Restate the records below exactly. Pictures are not part of the copy.

(Beginning of Supplied data)

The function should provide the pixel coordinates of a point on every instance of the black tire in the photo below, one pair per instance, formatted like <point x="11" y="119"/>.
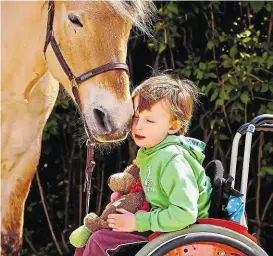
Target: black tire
<point x="197" y="233"/>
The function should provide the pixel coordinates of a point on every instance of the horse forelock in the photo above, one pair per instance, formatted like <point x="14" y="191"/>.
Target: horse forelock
<point x="138" y="12"/>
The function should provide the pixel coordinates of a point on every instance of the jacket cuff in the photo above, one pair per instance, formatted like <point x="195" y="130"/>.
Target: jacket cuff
<point x="143" y="221"/>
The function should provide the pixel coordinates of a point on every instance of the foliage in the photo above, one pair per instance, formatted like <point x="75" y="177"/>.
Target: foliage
<point x="226" y="48"/>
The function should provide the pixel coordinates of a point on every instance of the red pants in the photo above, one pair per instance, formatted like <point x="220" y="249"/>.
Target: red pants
<point x="106" y="242"/>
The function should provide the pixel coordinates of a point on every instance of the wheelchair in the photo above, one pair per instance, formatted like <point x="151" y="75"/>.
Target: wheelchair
<point x="215" y="235"/>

(End of Supplied data)

(Your response)
The function should provide the pixel coordinates of a point on every instance of the black tire in the photo below, one pair per instance, formatted like <point x="11" y="119"/>.
Target: black tire
<point x="197" y="233"/>
The function should provide the pixel coordinates of a point on every instance of the horse forelock in the photo above, one pair per instance, formatted like <point x="14" y="191"/>.
Target: horse forelock
<point x="138" y="12"/>
The function should provide the pixel coordinates of a point on every instance of the jacket cuff in the photo above, one pair per instance, formatted like <point x="195" y="130"/>.
Target: jacket cuff
<point x="143" y="221"/>
The function should provide the pixel coordinates of a point on every instance of the foliage in the photo above, one pair per instance, formatted like <point x="75" y="177"/>.
Target: foliage
<point x="226" y="48"/>
The function should provide the pixel coordinates of a point on every instance of the red pants in the photo above, one pair per instance, formatted like <point x="220" y="249"/>.
Target: red pants
<point x="106" y="242"/>
The function should provide the pixel coordinates of a point on every instance of the wheelchair in the photo above, one pair per instance, formatted like <point x="151" y="75"/>.
Target: wheelchair
<point x="215" y="235"/>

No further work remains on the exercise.